> [Problem]
Return the listing in full. Keep each line exactly as it is.

> [Records to process]
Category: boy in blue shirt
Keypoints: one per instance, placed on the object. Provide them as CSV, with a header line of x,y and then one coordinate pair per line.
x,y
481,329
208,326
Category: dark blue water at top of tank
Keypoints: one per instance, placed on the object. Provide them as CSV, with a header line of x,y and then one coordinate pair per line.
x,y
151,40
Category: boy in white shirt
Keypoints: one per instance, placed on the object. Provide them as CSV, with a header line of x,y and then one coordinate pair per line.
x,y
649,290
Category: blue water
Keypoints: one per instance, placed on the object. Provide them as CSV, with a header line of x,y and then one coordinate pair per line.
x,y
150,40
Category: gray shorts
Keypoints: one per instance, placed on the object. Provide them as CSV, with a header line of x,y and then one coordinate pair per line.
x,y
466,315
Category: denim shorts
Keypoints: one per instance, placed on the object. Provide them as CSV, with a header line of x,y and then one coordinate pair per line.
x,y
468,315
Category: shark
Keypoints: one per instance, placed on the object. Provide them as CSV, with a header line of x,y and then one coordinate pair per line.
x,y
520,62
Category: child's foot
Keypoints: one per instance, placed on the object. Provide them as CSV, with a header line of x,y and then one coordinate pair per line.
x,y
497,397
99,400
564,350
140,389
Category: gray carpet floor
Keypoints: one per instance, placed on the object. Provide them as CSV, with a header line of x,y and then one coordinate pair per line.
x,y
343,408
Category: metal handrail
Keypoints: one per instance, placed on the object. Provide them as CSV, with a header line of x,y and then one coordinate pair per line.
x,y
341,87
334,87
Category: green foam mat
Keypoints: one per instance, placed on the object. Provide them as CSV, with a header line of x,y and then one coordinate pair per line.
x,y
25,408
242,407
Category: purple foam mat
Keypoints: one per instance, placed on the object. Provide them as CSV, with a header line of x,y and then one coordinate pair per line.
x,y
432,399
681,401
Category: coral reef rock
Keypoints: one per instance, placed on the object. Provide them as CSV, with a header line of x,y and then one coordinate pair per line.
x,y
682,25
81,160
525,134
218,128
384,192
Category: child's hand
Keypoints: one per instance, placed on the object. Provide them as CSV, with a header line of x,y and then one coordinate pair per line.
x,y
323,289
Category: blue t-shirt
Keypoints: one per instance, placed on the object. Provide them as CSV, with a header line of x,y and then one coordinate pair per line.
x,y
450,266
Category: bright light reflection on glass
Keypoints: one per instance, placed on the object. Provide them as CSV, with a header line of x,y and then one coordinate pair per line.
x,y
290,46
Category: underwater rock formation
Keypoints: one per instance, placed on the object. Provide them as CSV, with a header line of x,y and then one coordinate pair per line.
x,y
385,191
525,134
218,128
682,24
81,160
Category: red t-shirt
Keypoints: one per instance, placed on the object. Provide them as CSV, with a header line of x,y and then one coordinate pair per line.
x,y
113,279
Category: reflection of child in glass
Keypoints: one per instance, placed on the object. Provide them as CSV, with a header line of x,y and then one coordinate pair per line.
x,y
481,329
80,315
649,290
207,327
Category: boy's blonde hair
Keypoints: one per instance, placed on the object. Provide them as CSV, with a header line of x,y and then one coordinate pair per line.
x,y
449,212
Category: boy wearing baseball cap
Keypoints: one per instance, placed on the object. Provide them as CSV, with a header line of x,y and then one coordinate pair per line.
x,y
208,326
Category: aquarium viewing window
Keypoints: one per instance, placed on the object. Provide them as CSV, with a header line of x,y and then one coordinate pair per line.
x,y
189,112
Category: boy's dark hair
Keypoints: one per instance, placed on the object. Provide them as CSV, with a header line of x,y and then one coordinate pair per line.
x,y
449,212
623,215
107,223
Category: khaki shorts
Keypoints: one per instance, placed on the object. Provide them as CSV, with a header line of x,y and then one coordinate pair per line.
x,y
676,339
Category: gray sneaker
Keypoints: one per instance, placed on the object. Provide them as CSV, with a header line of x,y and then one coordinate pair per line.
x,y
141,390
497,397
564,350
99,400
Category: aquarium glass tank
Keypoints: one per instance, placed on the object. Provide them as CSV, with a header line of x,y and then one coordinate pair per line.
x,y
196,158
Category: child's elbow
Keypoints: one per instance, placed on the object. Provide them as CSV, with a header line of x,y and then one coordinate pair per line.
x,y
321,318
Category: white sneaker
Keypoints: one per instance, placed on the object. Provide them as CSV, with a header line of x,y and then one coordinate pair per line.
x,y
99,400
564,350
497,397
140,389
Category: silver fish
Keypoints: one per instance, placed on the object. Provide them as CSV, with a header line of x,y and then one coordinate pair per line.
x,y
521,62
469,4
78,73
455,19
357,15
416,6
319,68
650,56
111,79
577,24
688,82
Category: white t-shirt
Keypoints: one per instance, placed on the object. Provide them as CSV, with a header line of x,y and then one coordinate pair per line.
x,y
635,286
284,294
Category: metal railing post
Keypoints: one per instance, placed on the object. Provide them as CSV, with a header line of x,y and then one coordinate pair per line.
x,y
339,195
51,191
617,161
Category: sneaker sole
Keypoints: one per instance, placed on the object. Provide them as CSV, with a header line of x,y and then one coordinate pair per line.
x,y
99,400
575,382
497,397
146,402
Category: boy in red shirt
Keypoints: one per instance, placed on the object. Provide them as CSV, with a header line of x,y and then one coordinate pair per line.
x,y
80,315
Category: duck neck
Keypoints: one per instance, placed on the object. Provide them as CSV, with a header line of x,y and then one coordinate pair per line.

> [Answer]
Category: boy in blue shirt
Keypoints: one per instance, placed on the object. Provide them as CSV, with a header line of x,y and then one coordinate pair per line.
x,y
481,329
208,326
Category: dark blue water at top of tank
Keypoints: one per instance, placed on the object. Provide them as CSV, with a header line of x,y and then one coordinate pair per line.
x,y
151,40
Category: boy in white shirt
Keypoints: one per instance, placed on the object. Provide them as CSV, with a header line of x,y and then one coordinate pair per line.
x,y
649,290
Category: blue water
Keypoints: one per instance, placed on the object. Provide them as CSV, with a header line of x,y and then one coordinate pair per line.
x,y
150,40
Category: gray shorts
Keypoints: one per instance, placed on the object. Provide them as CSV, with a header line of x,y and then one coordinate pair per line.
x,y
466,315
Category: denim shorts
Keypoints: one per instance, placed on the object. Provide them as CSV, with a header line of x,y and then one coordinate pair per line.
x,y
468,315
Category: shark
Keypoints: one per instance, placed on the object. Provide them as CSV, with a header line of x,y and then one coordinate pair per line.
x,y
520,62
Category: child's foot
Keypoints: one per instance, placed on the object. Provide them as CSV, with a header line of x,y and then one coordinate pair per line.
x,y
497,397
99,400
564,350
140,389
Category: gray carpet floor
Keypoints: one per instance, placed on the object. Provide them as CSV, with a header line of x,y and then one coordinate pair per line.
x,y
343,408
Category: metal handrail
Keypoints: one per instance, placed on the object. Provide them as CSV, with a header line of x,y and then one coordinate pair per line.
x,y
341,87
334,87
Category: green foam mat
Keypoints: one per instance, placed on the object. Provide them as CSV, with a header line of x,y and then one coordinate pair per line.
x,y
25,408
242,407
Category: purple foam mat
Keypoints: one per instance, placed on the object. Provide them as CSV, with a header line of x,y and then one coordinate pair per line.
x,y
432,399
681,401
Category: coral reef rock
Keypoints: one per instance, placed on the object. Provide them as CSV, with a header line of x,y and then one coordinate pair per line.
x,y
682,25
81,160
525,134
218,128
384,192
Category: child's hand
Keypoints: one per instance, placed on the object. Provide them as CSV, with a header line of x,y and then one coordinate pair per line.
x,y
323,289
Category: blue t-shirt
Keypoints: one per instance, placed on the object. Provide them as CSV, with a header line of x,y and then one coordinate pair per line.
x,y
450,266
Category: bright light reflection on glass
Keypoints: one per instance, placed on the object. Provide them as CSV, with a header line of x,y and then one coordinate pair per line.
x,y
290,46
Category: underwater rock formation
Keypoints: one per instance, placed on the object. Provide them as CSV, with a header line of x,y and then one coordinate pair per line.
x,y
385,191
525,134
218,128
682,24
81,160
Category: red t-shirt
Keypoints: one per instance, placed on the object. Provide them as CSV, with a header line of x,y and then one coordinate pair per line.
x,y
113,279
Category: reflection of child in glass
Keypoints: one per instance, placed on the object. Provide them as CSV, with a header line of x,y and then one coordinate pair per line.
x,y
481,329
80,315
649,290
207,327
Category: boy's blonde hair
Keypoints: one per instance, placed on the object. Provide them as CSV, with a header line of x,y and then one coordinate pair per line.
x,y
449,212
Category: boy wearing baseball cap
Keypoints: one per instance, placed on the object. Provide them as CSV, with a header line of x,y and then one coordinate pair per line.
x,y
208,326
Category: aquarium viewing window
Keypoints: one per instance, placed on the object. Provide them as CSV, with a header line of x,y and then one coordinate pair per line.
x,y
189,112
Category: boy's dark hair
Keypoints: one per instance, placed on the object. Provide them as CSV, with a header line of x,y and then one coordinate pair per line.
x,y
449,212
623,215
107,223
Category: khaki shorts
Keypoints: one per instance, placed on the object. Provide them as CSV, with a header line of x,y and then one coordinate pair per line.
x,y
676,339
Category: gray sneaker
Keypoints: one per instance, placed on the object. Provide them as CSV, with a header line of x,y and then one coordinate pair per line.
x,y
141,390
497,397
564,350
99,400
Category: aquarium glass tank
Keypoints: one per instance, placed on the object. Provide them as CSV, with a header line of x,y and then one coordinate pair per line.
x,y
196,158
Category: child's elbow
Keypoints: one per instance, placed on the object. Provide them as CSV, with a header line of x,y and then one coordinate pair per line.
x,y
321,318
Category: white sneaker
Keypoints: one per instance, placed on the object. Provide them as CSV, with a header line of x,y and then one coordinate pair per line.
x,y
99,400
564,350
497,397
140,389
Category: silver fish
Keypoints: one per instance, placed on the object. Provide them as CSV, with a header line of x,y and then one coordinate pair per line.
x,y
521,62
469,4
78,73
455,19
357,15
416,6
319,68
650,56
111,79
577,24
688,82
Category: white t-shirt
Keypoints: one per instance, placed on the object. Provide them as CSV, with a header line of x,y and then one coordinate pair per line.
x,y
635,286
284,294
Category: metal railing post
Keypoints: one per instance, placed on the object. Provide them as CSV, with a header line of x,y and then one coordinate pair per line.
x,y
339,195
51,191
617,161
Category: sneaker sole
Keypoints: one per instance, placed on the object. Provide them as CSV, with a header line of x,y and then one coordinate pair per line.
x,y
99,400
575,382
497,397
146,402
Category: boy in red shirt
Keypoints: one per instance, placed on the object. Provide them as CSV, with a header line of x,y and then one coordinate pair per line.
x,y
80,315
Category: duck neck
Keypoints: one per instance, placed on the object. Provide them as CSV, with a header line of x,y and then one coordinate pair per line.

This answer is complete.